-- Input records --
+--
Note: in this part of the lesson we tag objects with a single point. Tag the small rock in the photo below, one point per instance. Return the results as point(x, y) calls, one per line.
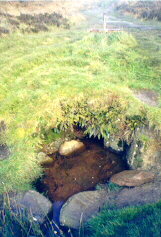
point(50, 148)
point(44, 159)
point(36, 205)
point(80, 207)
point(132, 178)
point(115, 144)
point(70, 147)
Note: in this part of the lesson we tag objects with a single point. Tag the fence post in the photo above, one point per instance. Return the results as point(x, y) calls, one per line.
point(104, 22)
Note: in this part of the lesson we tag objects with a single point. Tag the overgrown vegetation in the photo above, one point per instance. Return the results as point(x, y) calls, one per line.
point(128, 222)
point(20, 224)
point(27, 23)
point(141, 9)
point(56, 80)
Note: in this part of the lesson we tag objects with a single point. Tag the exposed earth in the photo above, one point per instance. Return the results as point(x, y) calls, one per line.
point(80, 172)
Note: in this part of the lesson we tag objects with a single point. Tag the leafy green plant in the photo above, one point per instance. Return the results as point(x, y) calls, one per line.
point(55, 80)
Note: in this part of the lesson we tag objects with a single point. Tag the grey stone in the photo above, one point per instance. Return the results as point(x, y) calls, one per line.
point(132, 178)
point(44, 159)
point(80, 207)
point(145, 151)
point(36, 205)
point(70, 147)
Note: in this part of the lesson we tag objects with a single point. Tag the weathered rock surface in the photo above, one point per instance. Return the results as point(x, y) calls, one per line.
point(70, 147)
point(132, 178)
point(80, 207)
point(44, 159)
point(36, 205)
point(115, 144)
point(147, 193)
point(145, 151)
point(50, 148)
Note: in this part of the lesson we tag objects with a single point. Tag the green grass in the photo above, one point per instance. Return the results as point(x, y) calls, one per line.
point(139, 221)
point(57, 79)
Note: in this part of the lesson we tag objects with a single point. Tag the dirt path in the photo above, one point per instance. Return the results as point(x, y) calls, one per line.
point(148, 97)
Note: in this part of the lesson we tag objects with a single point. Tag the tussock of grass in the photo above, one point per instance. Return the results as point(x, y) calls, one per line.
point(55, 80)
point(130, 221)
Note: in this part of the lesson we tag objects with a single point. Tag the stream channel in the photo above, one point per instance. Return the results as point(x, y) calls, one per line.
point(79, 172)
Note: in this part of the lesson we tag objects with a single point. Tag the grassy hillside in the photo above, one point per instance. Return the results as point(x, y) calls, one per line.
point(53, 80)
point(141, 9)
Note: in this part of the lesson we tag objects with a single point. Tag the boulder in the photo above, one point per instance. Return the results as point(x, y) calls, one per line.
point(132, 178)
point(71, 147)
point(145, 151)
point(50, 148)
point(80, 207)
point(147, 193)
point(115, 144)
point(36, 205)
point(44, 159)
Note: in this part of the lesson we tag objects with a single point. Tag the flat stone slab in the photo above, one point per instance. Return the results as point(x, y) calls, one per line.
point(132, 178)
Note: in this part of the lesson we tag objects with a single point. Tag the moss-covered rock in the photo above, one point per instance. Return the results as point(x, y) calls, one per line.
point(145, 150)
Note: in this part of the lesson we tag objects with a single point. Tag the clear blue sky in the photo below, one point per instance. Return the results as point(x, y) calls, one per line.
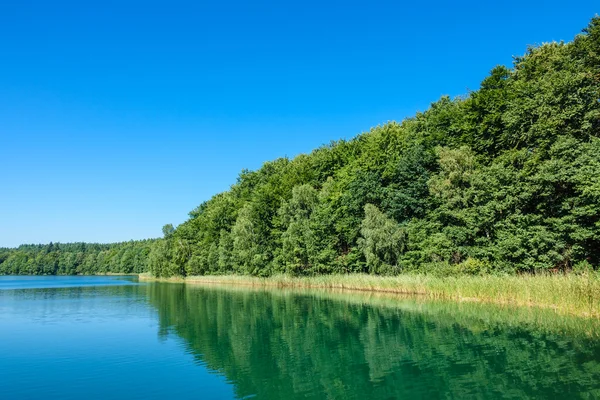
point(117, 117)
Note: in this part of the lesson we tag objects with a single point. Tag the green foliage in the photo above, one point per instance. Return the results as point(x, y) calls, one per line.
point(76, 258)
point(502, 180)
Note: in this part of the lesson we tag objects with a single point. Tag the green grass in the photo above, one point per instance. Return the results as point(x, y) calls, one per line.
point(565, 294)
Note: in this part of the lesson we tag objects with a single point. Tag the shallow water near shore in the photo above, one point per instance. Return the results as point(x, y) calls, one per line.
point(112, 337)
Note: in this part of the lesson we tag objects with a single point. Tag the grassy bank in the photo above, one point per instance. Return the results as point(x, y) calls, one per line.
point(566, 294)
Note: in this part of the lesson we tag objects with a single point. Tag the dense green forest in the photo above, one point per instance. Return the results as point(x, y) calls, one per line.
point(503, 179)
point(76, 258)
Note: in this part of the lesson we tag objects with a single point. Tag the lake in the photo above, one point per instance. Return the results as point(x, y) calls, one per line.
point(112, 337)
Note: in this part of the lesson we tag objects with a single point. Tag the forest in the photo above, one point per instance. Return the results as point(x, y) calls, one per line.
point(504, 179)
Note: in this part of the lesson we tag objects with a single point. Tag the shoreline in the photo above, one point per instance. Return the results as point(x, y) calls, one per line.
point(564, 294)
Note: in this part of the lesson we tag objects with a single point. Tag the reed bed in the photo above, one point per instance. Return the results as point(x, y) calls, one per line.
point(577, 294)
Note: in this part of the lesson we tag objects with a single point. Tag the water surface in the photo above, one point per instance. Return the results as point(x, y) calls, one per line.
point(110, 337)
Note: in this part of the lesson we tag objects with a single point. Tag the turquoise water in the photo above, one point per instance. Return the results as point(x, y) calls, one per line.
point(111, 337)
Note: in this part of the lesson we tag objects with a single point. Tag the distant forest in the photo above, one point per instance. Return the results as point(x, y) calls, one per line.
point(76, 258)
point(505, 179)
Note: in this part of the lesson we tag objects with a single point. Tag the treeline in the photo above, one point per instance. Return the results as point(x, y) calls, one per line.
point(503, 179)
point(76, 258)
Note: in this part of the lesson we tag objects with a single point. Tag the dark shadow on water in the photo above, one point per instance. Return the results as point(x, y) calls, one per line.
point(276, 344)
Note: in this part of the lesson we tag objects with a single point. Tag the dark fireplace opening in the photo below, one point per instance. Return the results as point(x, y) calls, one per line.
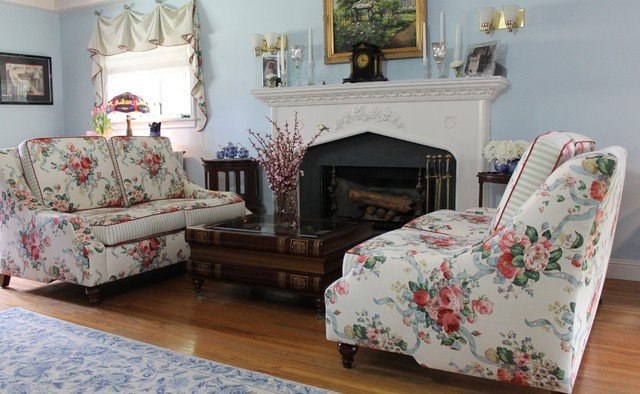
point(376, 178)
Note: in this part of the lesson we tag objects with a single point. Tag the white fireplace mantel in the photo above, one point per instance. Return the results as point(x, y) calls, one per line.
point(450, 114)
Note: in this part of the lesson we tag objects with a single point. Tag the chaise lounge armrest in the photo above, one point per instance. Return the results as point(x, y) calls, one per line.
point(192, 190)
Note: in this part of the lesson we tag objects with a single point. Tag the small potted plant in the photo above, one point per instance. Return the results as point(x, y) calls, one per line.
point(505, 154)
point(100, 121)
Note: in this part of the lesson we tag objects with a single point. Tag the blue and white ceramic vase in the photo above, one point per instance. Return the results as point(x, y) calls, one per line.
point(506, 168)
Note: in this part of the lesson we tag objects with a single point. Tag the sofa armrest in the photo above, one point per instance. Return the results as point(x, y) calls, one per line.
point(192, 190)
point(45, 245)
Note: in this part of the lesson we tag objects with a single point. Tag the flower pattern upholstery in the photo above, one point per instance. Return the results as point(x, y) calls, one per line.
+--
-- Exercise requirements --
Reproduce the entries above exactly, though not their pictures.

-- Solution to this problem --
Note: in this part of the lesson we tag objects with a single point. Tag the small rock in the photo below, one point per instance. Return the results as point(x, y) calls, one per line.
point(50, 148)
point(44, 159)
point(36, 205)
point(80, 207)
point(132, 178)
point(115, 144)
point(70, 147)
Note: in this part of the lesson we tag objects with a single point. Tag the fence post in the photo above, one point per instance. Return the results as point(x, y) calls, one per line.
point(104, 22)
Note: in this part of the lesson we tag objects with a single point. Tag the overgrown vegetation in the photo above, one point per instance. Return the results as point(x, y) calls, one per line.
point(128, 222)
point(20, 224)
point(27, 23)
point(141, 9)
point(56, 80)
Note: in this part of the lesson we tag objects with a single point. Tag the exposed earth in the photo above, one point per instance. Return the results as point(x, y) calls, one per line.
point(80, 172)
Note: in this part of the lesson we tag objects with a single point. Tag the leafy green plant in the photo above, one point per instance. Return the results as point(x, y) calls, one per line.
point(55, 80)
Note: in this part of the lesson we tag objects with a single point. Tag the grey stone in the photo above, one point per instance. Return the results as point(x, y) calls, one per line.
point(132, 178)
point(44, 159)
point(80, 207)
point(145, 151)
point(36, 205)
point(70, 147)
Note: in this part of the lesson we tag objects with a single point. Tag the weathered rock surface in the photo above, one point per instance. Return the results as point(x, y) calls, one per line.
point(70, 147)
point(132, 178)
point(80, 207)
point(44, 159)
point(36, 205)
point(115, 144)
point(147, 193)
point(145, 151)
point(50, 148)
Note: in this part of the lesson we tag objects with a single point. Tag the green grass in the photo above, one point per instance. Return the results as point(x, y) calls, one per line.
point(139, 221)
point(57, 79)
Note: in this part of the lesson we tag objects with a single point. Tag the dirt path in the photo above, one point per instance. Return the results as point(x, y) calls, one per line.
point(148, 97)
Note: in this part of the lesson we tag objects with a single point. Tag the tussock of grass in the photo above, one point per instance. Return the results as point(x, y) calls, one per line.
point(55, 80)
point(130, 221)
Note: in this part of the lesson we tag objects with a single point. Tag the stream channel in the photo above, one point per instance. Return the results as point(x, y) calls, one per line.
point(79, 172)
Note: in this part of the lesson we tag objects with a single point. Tag the grassy hillside in the photo above, one point per instance. Return the results as point(x, y) calls, one per line.
point(53, 80)
point(141, 9)
Note: in this part of the lesson we tag objects with a single point. Tag the boulder in the photo above, one point per instance. Return the results as point(x, y) calls, one per line.
point(132, 178)
point(71, 147)
point(145, 151)
point(50, 148)
point(80, 207)
point(147, 193)
point(115, 144)
point(36, 205)
point(44, 159)
Note: in this part of the lesson we tag objects with a single point. Tag the flat stone slab in the photo above, one point per instance. Return the results as point(x, y) calls, one per line.
point(132, 178)
Note: in this part of the lesson we tag objects with a single point. Tag the moss-covered rock in the photo above, one point per instance. Return the results as point(x, y) calls, one per line.
point(145, 150)
Note: in this part of the lesson we tag objects with a single point. Tag the clear blue sky in the photo below, one point per instance. Return the results as point(x, y) calls, one per line.
point(117, 117)
Note: in this part of the lesson we tag objects with a single point. Tag the green foliage in the photo above, one point per instance. Return the results as point(x, y) calls, one per line.
point(76, 258)
point(502, 180)
Note: in this part of the lesson we tag objects with a single point. Tag the green grass in the photo above, one point per instance. Return the results as point(x, y) calls, one per line.
point(565, 294)
Note: in this part of the lesson we tag objects with a single point. Tag the shallow water near shore in the photo above, one point per instance. Return the results as point(x, y) calls, one per line.
point(112, 337)
Note: in this part of the lesson we tag objects with a single point. Tag the grassy bank in the photo above, one point per instance. Return the results as point(x, y) calls, one per line.
point(566, 294)
Note: in this part of the lesson we tag objects with a single point. Tag the dense green forest in the photo above, one point per instance. Return the results as point(x, y) calls, one per line.
point(503, 179)
point(76, 258)
Note: in this part of the lesson we tag objects with a single point. Tag the lake in the photo above, one point per instance. Return the results as point(x, y) calls, one per line.
point(112, 337)
Note: in this part of the lesson we tag objects with a single point. Tag the forest in the photo above, one point per instance. Return the results as point(x, y) calls, one per line.
point(504, 179)
Note: in this part of the lesson we tag objects with a single point. Tag the shoreline in the photo above, one point per instance. Return the results as point(x, y) calls, one per line.
point(564, 294)
Note: in this part of the lesson we tag objects with a single point. Tag the reed bed in the photo above, one point per instance. Return the results as point(x, y) calls, one per line.
point(577, 294)
Note: in this part of the lesson we tag objects with a single point. Tag the water surface in the photo above, one point per instance. Return the results as point(x, y) calls, one per line.
point(110, 337)
Note: in this part of the lesson we tag objects with a single point. Tag the turquoise water in the photo above, one point per instance. Return the results as point(x, y) calls, one per line.
point(111, 337)
Note: in this part of the lesson we tag objects with a single point. Tag the distant forest in the photo above, one point per instance. Return the results as point(x, y) calls, one per line.
point(76, 258)
point(505, 179)
Note: in this part of the lesson we tag objects with a single point. Tag the treeline in the photo above, one point per instance. Return the results as point(x, y) calls, one per line.
point(503, 179)
point(76, 258)
Note: in this part of the lesson we tag objects with a single point. Tag the dark shadow on water in the photo above, one point per instance. Return the results as point(x, y) calls, one per line.
point(276, 344)
Note: in this part of the lesson we tag objects with a single point. Tag the dark fireplace opening in the photo below, one point per instance. Return the results as point(x, y) calls, one per line.
point(376, 178)
Note: in this part of the lesson we tag objects with a single point. Tag the white fireplace mantel in the photo above, one point per instance. Return the results as point(x, y) calls, one per line.
point(450, 114)
Note: in this part of the lesson we tag objects with a single point. Tag the chaise lounge armrest in the photo above, one point per instance. Return the results as point(x, y) calls, one per line.
point(192, 190)
Note: in this part of the lesson we tag objects with a single point. Tag the small potted plant in the photo above, one point per instance. Return the results as point(x, y) calls, one per line.
point(505, 154)
point(100, 121)
Note: in this part of the lesson we tag objects with a single point. Tag the blue and white ceramic vase in the photo above, one point per instance. Return the results as point(x, y) calls, one per line.
point(506, 168)
Note: in this part of the lesson we tag objects with a single point. Tag the sofa armrest in the photo above, one point per instance. Return the results as point(x, y) calls, one per line.
point(192, 190)
point(45, 245)
Note: in this part of the lesson we tag objects with a single point. Tag the flower pattern upholstery in the photo above, one point per instance. Return the results as point(x, y) calls, one per line.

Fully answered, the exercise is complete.